PROVIDED TEXT:
# # # # #

And I think that's part of what my mission is for this book.

I tell when I do talks about this book,

I say it certainly was a dream of mine to write a book,

And particularly on this topic.

However,

The bigger dream here,

The bigger vision for this is that we stop accepting that motherhood is this completely overwhelming self-sacrificing 20 years of our life where everything goes.

Our bodies go.

Our friendships go.

Our marriages go.

Our relationships go.

And that we just are all encompassing and all giving to our children.

It's really my mission to change that narrative,

Because I think that's kind of where we're at today.

And it's so detrimental to not just our mental health,

But even our physical health,

That I feel like we need to sort of rise up and say,

We can't accept this anymore.

This is not OK.

So we became child-centric.

Is that what you're saying?

So that adds another pressure.

It does.

And so one of the ways that I had,

Of course,

Thought about that,

And I know the term helicopter parents been around for a while,

But what happened while I was researching this is I came across this landmark study from UCLA from the year 2000 in which these two researchers were studying the gender differences between stress hormones in men and women and how we deal with stress,

What happens to our hormones.

And so one of the conclusions that they came out with,

Which I think is such a fit for mothers today,

Is they basically said,

You know what,

When it comes to stress,

Fight,

Flight,

Or freeze really applies to men.

However,

More so when it comes to stress,

This notion of tend and befriend is what actually women are wired to do.

And so what that means is that under stress,

Women are hormonally wired to tend to their children and befriend other women.

That is what we're wired to do.

And so when I read that,

I had two big aha moments,

And this was one of them,

Where I said,

Oh,

Now this totally makes sense to me.

It's like our hormonal wiring has gone awry,

And now we're overtending to our kids,

And we're under befriending our friends.

And I think that's what's happening in motherhood today.

We are so fixated on giving to our kids.

We think that a good mother,

The definition of a good mother today,

I think the common definition would be,

Yes,

You give every single possible less than you can to your kids,

And you do the best that you can for them.

And that's even a term I hear all the time.

I'm doing my best.

I'm trying to provide them with the best.

I try to give them the best of everything.

And throughout that process,

While we're giving to them,

We're losing ourselves,

But we're also losing our vitally important relationships and friendships.

Yes.

And why not saying,

Don't give it to your children?

Don't.

Right.

Because it's a priority,

Too.

But I think there are other underlying reasons for that,

Particularly.

We can perhaps talk about this from different angles.

You see your worth in doing this mothering job oftentimes,

And it raises your sense of self-worth.

You become more,

You feel good about yourself that you're doing this.

This is your contribution.

What can you say about that aspect?

Yeah.

I mean,

I think that that is also,

I think,

A nuance,

A nuance difference,

Maybe between even the generation of mothers who parented us.

I don't know that they saw necessarily their self-worth in how we did and how our grades were and if we were in honors classes or what college we went to or how great we were in sports.

I'm not really sure that they,

It didn't seem as closely linked.

I mean,

Clearly,

We see this in sports.

I mean,

Certainly,

When I was a kid,

I played a lot of sports.

I do not remember parents getting into fights with umpires and referees.

I don't remember even most of the parents being at a lot of these sporting events.

# # # # #

STORED ROWS:
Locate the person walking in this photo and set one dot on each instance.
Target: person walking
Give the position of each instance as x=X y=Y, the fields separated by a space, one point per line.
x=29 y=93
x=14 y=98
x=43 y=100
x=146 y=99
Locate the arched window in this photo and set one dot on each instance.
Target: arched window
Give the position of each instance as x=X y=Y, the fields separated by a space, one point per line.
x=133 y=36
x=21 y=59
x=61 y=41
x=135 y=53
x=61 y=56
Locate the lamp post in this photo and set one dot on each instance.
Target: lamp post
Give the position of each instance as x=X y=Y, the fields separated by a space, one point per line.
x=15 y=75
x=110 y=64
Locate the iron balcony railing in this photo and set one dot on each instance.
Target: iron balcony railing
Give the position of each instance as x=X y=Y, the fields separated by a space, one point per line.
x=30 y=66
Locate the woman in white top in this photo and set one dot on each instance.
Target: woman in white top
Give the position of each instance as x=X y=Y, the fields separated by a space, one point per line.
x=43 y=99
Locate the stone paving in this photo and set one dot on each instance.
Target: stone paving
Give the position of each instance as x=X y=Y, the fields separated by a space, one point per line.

# # # # #

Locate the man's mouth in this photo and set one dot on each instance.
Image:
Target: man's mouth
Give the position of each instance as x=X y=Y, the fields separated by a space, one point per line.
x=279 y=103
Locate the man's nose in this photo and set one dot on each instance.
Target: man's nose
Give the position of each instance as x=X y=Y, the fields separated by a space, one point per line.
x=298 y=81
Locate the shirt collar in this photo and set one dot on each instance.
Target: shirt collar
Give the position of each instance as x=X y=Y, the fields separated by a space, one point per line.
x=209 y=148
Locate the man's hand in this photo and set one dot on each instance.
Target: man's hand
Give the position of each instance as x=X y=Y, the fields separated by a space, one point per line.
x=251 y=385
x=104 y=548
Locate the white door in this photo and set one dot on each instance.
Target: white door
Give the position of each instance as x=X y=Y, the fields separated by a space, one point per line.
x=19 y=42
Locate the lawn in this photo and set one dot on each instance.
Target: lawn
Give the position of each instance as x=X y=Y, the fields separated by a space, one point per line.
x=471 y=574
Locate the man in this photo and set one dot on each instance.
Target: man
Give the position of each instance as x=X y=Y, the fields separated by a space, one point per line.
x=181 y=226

# # # # #

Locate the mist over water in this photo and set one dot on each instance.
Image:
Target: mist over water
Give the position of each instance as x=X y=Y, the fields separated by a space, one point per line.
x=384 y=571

# # # # #

Copy everything from "I don't know" down to "were in sports." in the transcript, swapping "honors classes" for "advanced classes". The items were drawn from a separate source.

I don't know that they saw necessarily their self-worth in how we did and how our grades were and if we were in advanced classes or what college we went to or how great we were in sports.